### Task requirements:
A - From the article on Objective‑C programming paradigms, pull out the passage that starts with the words containing "In iOS development" and ends with "allowing further chaining.", copying it word for word.
B - In the article on Objective‑C programming paradigms, which common reactive mechanisms in Objective‑C are listed?

### Excerpt:
Common Programming Paradigms in Objective‑C: Chainable, Reactive, Functional, Procedural, and Object‑Oriented
This article introduces the major programming paradigms frequently used in Objective‑C—including chainable, reactive, functional, procedural, and object‑oriented styles—explaining their concepts, advantages, and providing concrete code examples to help developers design cleaner, more maintainable iOS applications.
Programming paradigms are high‑level concepts that describe how we use a language to solve real‑world problems; they guide the way we decompose goals, follow specific rules, and combine components into a coherent system.
In iOS development with Objective‑C, several paradigms are commonly encountered. The article first discusses chainable programming , illustrating it with the Masonry layout framework. By chaining method calls with the dot syntax, each call returns the same object (or a block that returns the object), enabling concise, readable code.
self.view addSubView:_testView; [_testView mas_makeConstraints:^(MASConstraintMaker *make) { make.height.equalTo(15).width.equalTo(15); }];
The underlying implementation shows that height returns a MASConstraint object, and equalTo returns a block that finally returns self , allowing further chaining.
- (MASConstraint *)height { return [self addConstraintWithLayoutAttribute:NSLayoutAttributeHeight]; } - (MASConstraint * (^)(id))equalTo { return ^id(id attribute) { return self.equalToWithRelation(attribute, NSLayoutRelationEqual); }; }
Next, the article covers reactive programming . Reactive code focuses on data streams and change propagation, letting developers concentrate on business logic rather than implementation details. In Objective‑C, common reactive mechanisms include NSNotificationCenter , delegates, and KVO. A KVO example demonstrates how a view controller observes a view‑model property and updates the UI automatically.
@interface ViewController () @property (nonatomic, strong) UILabel *showLabel; @property (nonatomic, strong) TestViewModel *viewModel; @end @implementation ViewController - (void)viewDidLoad { [super viewDidLoad]; [self.viewModel addObserver:self forKeyPath:@"num" options:NSKeyValueObservingOptionOld context:nil]; } - (void)observeValueForKeyPath:(NSString *)keyPath ofObject:(id)object change:(NSDictionary *)change context:(void *)context { self.showLabel.text = [change valueForKey:@"new"]; } @end
The article then explains functional programming , emphasizing first‑class functions, expression‑only code, immutability, and referential transparency. An Objective‑C example shows a manager class that receives a block as a function argument, updates an internal result, and returns self to enable chainable calls.

### Data shown:

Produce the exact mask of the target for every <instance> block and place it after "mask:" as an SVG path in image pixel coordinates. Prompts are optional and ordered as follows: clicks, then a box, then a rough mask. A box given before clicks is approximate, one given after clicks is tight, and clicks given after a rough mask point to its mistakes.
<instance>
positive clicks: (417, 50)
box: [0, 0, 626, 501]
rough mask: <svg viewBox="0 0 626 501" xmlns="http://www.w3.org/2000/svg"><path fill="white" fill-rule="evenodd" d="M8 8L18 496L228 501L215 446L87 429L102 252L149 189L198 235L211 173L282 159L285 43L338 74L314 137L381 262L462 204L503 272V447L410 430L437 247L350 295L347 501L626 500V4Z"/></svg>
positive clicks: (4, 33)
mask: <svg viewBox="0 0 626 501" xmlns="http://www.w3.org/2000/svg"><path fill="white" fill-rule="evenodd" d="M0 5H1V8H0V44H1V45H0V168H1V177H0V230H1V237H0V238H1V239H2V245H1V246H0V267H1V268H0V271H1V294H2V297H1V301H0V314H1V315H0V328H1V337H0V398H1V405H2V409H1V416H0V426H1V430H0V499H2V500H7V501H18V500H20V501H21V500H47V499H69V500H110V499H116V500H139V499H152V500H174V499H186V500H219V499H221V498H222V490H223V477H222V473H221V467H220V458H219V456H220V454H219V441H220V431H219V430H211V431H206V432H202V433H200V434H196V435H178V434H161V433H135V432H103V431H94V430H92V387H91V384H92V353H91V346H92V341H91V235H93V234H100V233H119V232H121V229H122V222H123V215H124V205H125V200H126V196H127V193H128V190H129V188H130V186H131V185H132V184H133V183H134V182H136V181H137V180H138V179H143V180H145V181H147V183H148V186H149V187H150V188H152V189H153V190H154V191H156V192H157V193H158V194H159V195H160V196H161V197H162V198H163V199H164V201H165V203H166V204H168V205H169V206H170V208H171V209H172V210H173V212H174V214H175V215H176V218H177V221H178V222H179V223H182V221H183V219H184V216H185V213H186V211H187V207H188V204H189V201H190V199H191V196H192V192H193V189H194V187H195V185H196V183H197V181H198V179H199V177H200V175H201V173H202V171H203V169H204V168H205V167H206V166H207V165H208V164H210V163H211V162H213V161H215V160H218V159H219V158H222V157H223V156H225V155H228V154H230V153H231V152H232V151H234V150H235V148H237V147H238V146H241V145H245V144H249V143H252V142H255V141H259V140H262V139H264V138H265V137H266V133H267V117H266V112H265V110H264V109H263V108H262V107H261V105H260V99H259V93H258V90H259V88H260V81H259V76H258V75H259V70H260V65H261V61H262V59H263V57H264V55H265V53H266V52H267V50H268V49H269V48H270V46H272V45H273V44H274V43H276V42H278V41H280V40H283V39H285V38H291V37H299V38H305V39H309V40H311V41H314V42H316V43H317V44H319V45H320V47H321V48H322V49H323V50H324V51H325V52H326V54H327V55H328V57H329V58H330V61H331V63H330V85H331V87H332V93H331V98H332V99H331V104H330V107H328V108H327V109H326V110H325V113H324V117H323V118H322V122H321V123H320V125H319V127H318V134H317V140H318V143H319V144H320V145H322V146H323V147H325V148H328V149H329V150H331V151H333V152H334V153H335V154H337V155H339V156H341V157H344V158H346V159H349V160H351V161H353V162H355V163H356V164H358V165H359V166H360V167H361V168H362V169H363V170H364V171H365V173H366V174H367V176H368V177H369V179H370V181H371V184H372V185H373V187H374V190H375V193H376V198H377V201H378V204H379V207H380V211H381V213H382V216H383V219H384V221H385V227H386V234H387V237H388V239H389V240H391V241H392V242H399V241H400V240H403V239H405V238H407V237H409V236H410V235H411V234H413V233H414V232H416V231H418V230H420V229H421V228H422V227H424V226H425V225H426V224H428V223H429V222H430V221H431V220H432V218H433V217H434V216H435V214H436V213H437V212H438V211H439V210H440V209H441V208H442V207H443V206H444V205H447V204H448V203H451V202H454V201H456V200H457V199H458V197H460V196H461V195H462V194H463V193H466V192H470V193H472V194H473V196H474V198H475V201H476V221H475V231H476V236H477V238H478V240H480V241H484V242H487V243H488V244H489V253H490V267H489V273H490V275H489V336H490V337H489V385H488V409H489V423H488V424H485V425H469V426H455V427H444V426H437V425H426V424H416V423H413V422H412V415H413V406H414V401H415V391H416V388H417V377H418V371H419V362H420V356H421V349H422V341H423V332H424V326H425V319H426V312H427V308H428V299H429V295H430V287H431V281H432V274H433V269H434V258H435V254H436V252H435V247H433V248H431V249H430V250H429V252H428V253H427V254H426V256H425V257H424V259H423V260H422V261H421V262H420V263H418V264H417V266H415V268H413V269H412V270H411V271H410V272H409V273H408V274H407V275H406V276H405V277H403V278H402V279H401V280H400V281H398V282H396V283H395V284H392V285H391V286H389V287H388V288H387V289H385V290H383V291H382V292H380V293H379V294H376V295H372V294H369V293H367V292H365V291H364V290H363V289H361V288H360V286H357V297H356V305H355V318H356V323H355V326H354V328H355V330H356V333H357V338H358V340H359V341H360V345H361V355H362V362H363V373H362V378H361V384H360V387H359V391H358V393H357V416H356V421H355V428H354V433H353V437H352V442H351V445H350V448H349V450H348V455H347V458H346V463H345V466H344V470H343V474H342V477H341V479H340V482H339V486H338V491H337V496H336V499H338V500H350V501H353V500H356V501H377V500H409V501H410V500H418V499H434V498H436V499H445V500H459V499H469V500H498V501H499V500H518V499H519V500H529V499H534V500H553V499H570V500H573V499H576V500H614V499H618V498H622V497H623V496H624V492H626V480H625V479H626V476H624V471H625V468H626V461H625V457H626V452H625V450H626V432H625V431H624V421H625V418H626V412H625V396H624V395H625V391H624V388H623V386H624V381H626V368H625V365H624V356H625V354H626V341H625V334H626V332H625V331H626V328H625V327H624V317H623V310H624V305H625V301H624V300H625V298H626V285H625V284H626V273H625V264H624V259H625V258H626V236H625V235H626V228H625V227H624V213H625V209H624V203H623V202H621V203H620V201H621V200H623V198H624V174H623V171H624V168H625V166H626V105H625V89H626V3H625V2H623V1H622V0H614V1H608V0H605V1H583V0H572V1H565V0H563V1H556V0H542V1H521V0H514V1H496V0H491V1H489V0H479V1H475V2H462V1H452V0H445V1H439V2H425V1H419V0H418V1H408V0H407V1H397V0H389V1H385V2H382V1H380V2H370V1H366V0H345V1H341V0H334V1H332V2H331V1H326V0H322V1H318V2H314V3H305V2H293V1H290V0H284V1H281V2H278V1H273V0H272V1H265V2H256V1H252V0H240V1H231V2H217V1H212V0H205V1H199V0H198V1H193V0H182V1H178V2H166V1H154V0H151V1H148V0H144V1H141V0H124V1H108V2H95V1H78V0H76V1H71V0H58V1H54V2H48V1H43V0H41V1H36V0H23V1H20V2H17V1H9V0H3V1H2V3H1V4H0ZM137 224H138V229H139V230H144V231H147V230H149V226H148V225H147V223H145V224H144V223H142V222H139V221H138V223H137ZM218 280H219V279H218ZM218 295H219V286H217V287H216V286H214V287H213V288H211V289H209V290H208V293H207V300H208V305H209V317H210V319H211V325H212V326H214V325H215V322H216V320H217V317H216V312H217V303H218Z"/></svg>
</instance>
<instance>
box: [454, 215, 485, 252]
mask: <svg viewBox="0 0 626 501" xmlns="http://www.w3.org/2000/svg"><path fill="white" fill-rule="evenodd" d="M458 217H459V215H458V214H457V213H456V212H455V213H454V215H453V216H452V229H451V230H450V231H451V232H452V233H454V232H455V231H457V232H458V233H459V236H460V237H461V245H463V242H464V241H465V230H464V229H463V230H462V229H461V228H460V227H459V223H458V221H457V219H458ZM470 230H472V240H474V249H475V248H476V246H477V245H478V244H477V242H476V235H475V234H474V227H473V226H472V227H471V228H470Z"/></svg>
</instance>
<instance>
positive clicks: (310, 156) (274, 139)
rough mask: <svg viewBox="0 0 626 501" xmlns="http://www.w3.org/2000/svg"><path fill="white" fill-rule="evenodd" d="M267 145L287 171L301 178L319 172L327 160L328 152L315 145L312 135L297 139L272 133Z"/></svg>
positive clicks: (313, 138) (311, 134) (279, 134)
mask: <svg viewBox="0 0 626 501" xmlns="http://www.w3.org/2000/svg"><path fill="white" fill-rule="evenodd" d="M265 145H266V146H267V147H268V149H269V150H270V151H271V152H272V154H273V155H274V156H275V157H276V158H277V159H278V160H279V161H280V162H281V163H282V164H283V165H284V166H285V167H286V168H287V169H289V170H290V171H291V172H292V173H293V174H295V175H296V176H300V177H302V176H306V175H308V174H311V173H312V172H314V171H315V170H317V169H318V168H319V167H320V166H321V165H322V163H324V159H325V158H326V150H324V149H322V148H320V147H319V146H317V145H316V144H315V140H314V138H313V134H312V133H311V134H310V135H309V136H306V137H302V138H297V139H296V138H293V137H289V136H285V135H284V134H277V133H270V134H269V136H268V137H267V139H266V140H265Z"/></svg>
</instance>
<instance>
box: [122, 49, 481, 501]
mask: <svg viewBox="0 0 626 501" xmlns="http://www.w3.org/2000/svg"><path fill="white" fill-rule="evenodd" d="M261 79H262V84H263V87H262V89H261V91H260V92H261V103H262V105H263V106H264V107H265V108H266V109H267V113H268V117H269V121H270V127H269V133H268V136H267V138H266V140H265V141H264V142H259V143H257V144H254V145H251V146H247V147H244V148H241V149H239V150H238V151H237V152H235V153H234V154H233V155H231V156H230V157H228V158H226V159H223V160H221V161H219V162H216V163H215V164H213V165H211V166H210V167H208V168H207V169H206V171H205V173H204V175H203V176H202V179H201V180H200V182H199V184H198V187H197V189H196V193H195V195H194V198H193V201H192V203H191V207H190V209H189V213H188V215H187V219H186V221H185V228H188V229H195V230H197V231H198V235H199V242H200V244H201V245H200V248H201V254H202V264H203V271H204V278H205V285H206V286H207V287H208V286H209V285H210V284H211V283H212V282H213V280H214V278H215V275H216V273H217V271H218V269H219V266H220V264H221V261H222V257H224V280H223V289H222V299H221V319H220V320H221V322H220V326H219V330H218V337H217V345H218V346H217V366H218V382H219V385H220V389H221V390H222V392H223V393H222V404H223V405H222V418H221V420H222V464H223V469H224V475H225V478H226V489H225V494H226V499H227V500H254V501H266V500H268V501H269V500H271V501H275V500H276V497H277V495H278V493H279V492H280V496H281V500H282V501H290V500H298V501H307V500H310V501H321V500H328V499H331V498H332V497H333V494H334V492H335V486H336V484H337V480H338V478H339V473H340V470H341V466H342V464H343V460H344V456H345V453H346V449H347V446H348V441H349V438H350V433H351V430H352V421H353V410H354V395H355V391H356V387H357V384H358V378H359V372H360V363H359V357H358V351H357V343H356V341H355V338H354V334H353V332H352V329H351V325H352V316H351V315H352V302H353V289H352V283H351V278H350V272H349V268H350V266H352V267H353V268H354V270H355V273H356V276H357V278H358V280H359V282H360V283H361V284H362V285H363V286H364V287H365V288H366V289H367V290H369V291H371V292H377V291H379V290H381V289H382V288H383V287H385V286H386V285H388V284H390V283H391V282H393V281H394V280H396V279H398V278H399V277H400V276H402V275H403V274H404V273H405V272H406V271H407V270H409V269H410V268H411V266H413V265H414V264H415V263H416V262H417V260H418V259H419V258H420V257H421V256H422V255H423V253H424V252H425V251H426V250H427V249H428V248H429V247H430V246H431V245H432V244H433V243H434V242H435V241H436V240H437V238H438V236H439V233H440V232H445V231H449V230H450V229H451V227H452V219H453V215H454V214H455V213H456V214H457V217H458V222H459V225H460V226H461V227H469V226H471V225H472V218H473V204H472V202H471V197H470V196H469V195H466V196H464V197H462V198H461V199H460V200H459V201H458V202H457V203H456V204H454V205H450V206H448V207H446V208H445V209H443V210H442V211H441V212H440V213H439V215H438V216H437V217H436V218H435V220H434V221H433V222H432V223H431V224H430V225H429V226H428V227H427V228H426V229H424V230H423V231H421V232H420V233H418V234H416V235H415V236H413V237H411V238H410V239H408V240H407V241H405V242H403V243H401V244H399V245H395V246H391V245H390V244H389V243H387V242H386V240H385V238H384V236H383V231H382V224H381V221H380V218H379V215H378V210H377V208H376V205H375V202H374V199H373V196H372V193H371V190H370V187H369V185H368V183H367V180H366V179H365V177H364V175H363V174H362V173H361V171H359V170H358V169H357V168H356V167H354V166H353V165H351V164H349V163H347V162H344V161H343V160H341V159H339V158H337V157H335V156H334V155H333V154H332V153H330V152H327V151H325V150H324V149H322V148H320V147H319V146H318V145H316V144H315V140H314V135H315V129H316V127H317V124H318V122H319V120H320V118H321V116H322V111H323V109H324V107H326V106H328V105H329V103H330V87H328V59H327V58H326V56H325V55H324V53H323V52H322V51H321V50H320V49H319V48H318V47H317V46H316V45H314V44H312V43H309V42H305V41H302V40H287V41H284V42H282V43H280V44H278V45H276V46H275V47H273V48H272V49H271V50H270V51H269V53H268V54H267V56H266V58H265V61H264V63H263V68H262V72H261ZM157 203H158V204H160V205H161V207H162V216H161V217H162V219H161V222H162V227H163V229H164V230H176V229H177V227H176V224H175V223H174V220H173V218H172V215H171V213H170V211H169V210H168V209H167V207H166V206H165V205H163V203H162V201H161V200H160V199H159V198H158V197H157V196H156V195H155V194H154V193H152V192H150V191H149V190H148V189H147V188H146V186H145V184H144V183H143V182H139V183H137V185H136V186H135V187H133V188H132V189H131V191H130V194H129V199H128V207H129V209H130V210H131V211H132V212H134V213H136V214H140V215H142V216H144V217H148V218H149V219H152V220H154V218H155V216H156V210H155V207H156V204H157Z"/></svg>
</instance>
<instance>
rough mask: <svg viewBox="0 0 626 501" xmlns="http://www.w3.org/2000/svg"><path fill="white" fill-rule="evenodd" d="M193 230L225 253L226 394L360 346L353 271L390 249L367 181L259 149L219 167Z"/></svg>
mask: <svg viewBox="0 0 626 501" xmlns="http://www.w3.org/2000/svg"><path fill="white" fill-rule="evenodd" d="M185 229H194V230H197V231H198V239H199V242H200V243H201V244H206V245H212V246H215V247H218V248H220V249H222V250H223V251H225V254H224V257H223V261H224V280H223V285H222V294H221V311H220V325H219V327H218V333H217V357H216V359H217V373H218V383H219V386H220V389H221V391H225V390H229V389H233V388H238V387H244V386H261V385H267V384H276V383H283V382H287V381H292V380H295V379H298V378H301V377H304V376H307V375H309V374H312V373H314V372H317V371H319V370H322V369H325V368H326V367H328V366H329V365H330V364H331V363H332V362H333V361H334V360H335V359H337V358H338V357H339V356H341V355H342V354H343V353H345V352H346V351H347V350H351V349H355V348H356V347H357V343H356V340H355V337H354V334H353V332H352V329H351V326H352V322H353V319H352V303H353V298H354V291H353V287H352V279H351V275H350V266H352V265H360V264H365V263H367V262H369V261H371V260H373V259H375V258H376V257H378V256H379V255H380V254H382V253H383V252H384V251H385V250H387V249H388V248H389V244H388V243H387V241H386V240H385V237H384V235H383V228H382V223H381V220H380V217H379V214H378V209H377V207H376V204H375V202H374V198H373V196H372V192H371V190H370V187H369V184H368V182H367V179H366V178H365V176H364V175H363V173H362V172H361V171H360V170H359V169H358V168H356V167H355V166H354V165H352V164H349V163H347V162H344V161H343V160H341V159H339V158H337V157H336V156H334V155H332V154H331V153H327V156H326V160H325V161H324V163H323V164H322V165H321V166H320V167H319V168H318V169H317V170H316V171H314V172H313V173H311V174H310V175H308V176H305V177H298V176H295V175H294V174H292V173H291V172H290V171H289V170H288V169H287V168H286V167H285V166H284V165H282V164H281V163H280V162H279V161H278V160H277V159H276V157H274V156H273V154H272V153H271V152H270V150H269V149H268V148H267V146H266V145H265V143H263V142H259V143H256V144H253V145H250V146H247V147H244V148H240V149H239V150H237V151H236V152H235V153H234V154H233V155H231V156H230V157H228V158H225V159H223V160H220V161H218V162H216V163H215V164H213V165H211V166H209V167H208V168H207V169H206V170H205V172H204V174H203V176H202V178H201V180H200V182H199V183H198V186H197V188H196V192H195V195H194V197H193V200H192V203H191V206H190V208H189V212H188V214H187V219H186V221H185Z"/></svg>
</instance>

### Solutions below:
A -
In iOS development with Objective‑C, several paradigms are commonly encountered. The article first discusses chainable programming , illustrating it with the Masonry layout framework. By chaining method calls with the dot syntax, each call returns the same object (or a block that returns the object), enabling concise, readable code.
self.view addSubView:_testView; [_testView mas_makeConstraints:^(MASConstraintMaker *make) { make.height.equalTo(15).width.equalTo(15); }];
The underlying implementation shows that height returns a MASConstraint object, and equalTo returns a block that finally returns self , allowing further chaining.

B - NSNotificationCenter, delegates, and KVO.